EXERCISE DESCRIPTION:
Each line from the one that has "Query: spiky green plant leaf" through the end of the entries below must be written out exactly; leave out all other lines.

DATASET RECORDS:
BEGIN
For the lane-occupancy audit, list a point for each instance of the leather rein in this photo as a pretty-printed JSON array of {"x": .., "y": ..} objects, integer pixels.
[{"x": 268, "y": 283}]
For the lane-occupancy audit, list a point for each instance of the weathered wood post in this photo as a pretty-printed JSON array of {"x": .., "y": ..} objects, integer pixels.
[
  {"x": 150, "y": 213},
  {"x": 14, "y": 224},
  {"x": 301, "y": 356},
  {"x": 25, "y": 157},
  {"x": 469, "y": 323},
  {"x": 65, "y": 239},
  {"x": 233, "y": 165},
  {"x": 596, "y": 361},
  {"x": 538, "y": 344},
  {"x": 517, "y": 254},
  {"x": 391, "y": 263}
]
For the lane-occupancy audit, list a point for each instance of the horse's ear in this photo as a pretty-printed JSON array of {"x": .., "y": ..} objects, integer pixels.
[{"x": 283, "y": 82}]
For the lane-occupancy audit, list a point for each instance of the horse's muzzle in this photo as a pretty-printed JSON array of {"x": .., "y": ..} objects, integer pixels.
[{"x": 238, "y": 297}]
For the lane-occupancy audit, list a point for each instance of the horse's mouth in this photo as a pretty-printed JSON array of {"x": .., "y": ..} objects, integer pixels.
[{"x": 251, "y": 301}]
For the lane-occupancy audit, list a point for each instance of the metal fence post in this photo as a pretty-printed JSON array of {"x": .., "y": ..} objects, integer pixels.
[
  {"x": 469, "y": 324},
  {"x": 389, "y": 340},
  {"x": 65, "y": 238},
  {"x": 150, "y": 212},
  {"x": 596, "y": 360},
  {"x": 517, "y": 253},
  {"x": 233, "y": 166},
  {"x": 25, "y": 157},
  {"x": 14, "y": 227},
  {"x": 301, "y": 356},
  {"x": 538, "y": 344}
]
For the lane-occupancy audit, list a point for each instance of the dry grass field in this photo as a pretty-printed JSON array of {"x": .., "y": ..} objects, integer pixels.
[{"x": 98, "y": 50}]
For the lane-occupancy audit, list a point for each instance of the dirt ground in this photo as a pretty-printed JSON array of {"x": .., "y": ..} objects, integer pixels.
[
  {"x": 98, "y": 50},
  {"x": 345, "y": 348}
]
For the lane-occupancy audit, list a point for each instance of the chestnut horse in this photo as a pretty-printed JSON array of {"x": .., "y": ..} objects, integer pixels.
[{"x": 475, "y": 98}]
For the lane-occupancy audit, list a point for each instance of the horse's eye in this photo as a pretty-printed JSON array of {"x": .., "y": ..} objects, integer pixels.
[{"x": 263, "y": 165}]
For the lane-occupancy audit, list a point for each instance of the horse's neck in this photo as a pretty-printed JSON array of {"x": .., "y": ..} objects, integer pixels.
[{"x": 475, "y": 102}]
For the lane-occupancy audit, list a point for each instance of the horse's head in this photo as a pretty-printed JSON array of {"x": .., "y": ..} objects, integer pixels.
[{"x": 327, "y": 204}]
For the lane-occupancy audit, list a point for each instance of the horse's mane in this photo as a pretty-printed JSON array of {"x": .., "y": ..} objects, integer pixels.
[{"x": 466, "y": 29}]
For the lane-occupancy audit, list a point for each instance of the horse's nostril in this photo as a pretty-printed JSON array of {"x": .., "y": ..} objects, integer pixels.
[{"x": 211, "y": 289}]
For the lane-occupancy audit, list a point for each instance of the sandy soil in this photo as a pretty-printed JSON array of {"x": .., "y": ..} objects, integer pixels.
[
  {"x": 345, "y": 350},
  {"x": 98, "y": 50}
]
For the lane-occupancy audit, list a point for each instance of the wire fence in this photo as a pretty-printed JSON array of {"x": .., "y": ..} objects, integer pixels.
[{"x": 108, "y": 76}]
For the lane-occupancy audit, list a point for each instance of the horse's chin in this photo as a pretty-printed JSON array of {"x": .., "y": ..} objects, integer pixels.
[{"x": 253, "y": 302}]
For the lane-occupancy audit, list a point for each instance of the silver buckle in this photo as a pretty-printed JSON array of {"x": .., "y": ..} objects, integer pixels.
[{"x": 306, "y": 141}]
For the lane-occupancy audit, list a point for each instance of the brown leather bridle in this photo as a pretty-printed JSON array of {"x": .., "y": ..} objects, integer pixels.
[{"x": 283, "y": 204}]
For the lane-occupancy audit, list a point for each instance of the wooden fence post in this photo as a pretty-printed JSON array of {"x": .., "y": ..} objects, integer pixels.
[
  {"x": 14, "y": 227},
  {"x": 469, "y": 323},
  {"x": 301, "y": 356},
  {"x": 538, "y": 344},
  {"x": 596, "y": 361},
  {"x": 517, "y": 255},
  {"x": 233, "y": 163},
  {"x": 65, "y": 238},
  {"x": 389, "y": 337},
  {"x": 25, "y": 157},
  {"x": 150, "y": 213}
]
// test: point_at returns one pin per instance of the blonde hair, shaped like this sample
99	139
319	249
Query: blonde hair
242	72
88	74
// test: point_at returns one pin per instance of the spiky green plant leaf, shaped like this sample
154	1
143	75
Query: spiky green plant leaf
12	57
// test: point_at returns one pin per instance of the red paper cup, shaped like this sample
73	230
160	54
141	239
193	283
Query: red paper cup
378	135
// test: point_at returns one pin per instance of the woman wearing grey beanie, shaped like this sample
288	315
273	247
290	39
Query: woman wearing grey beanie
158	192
END
OUTPUT OF THE TASK:
Query: spiky green plant leaf
12	57
// test: point_at returns one pin per instance of the red paper cup, shaped like this sample
73	230
160	54
141	239
193	283
Query: red paper cup
378	135
// test: point_at returns one pin per instance of the woman wearing grey beanie, shaped like this sample
288	315
273	247
290	39
Query: woman wearing grey beanie
158	192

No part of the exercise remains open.